# УКАЗАНИЕ A
Пожалуйста, воспроизведите отрывок о «Stabat Mater» Россини полностью и без изменений.

# ОТРЫВОК
Быть может, он надумал вступить на более долгий и, в каком-то смысле, более правильный путь сочинительства, заставляя себя писать, писать и писать, пока его творение не станет совершенным в глазах Господа? Своего рода мухой в елее этих доводов оказываются, пожалуй, «грехи старости» — короткие легкие пьесы, которые Россини набрасывал в свои последние годы и которые представляют собой не более чем изящные и занимательные пустячки.
А вот «Stabat Mater» — это совсем другая музыка. Она написана на текст францисканского монаха тринадцатого века Якопоне да Тоди, изображающий скорбящую у подножия креста Марию, матерь Иисуса. В 1727-м текст был официально включен в римско-католическую литургию, и до Россини его перелагала на музыку блестящая череда композиторов: Жоскен Депре, Палестрина, оба Скарлатти, Перголези, Гайдн, Шуберт. Возможно, и столь длинный список переложений тоже сказался на стремлении Россини оставить на «Stabat Mater» свой долговечный отпечаток?

# УКАЗАНИЕ B
В строках ниже, от первой до строки с «234 0 L 176» включительно, переименуйте «leafy tree» в «broadleaf tree» и приведите только эти строки, ничего больше в них не меняя.

# ИЗВЛЕЧЁННЫЕ ДАННЫЕ
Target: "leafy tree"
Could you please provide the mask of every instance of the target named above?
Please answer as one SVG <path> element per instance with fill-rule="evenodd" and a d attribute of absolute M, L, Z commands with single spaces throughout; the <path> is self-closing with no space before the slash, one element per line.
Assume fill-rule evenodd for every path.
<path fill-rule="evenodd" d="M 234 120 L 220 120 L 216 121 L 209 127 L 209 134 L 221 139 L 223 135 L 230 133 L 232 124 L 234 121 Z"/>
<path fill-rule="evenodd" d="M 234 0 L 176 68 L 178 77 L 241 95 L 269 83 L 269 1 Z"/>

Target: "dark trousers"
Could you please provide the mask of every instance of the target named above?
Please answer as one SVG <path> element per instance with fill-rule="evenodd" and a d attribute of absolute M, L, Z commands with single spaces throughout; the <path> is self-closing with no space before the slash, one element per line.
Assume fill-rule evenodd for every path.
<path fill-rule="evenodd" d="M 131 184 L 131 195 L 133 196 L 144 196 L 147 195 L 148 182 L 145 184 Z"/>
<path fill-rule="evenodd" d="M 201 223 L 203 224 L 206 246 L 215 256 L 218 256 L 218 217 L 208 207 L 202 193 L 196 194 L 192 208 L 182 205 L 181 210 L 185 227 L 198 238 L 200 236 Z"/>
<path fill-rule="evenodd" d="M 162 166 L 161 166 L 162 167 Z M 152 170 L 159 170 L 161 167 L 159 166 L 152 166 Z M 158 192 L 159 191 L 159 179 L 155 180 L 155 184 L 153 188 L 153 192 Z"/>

# РЕШЕНИЕ A
Быть может, он надумал вступить на более долгий и, в каком-то смысле, более правильный путь сочинительства, заставляя себя писать, писать и писать, пока его творение не станет совершенным в глазах Господа? Своего рода мухой в елее этих доводов оказываются, пожалуй, «грехи старости» — короткие легкие пьесы, которые Россини набрасывал в свои последние годы и которые представляют собой не более чем изящные и занимательные пустячки.
А вот «Stabat Mater» — это совсем другая музыка. Она написана на текст францисканского монаха тринадцатого века Якопоне да Тоди, изображающий скорбящую у подножия креста Марию, матерь Иисуса. В 1727-м текст был официально включен в римско-католическую литургию, и до Россини его перелагала на музыку блестящая череда композиторов: Жоскен Депре, Палестрина, оба Скарлатти, Перголези, Гайдн, Шуберт. Возможно, и столь длинный список переложений тоже сказался на стремлении Россини оставить на «Stabat Mater» свой долговечный отпечаток?

# РЕШЕНИЕ B
Target: "broadleaf tree"
Could you please provide the mask of every instance of the target named above?
Please answer as one SVG <path> element per instance with fill-rule="evenodd" and a d attribute of absolute M, L, Z commands with single spaces throughout; the <path> is self-closing with no space before the slash, one element per line.
Assume fill-rule evenodd for every path.
<path fill-rule="evenodd" d="M 234 120 L 220 120 L 216 121 L 209 127 L 209 134 L 221 139 L 223 135 L 230 133 L 232 124 L 234 121 Z"/>
<path fill-rule="evenodd" d="M 234 0 L 176 68 L 178 77 L 241 95 L 269 83 L 269 1 Z"/>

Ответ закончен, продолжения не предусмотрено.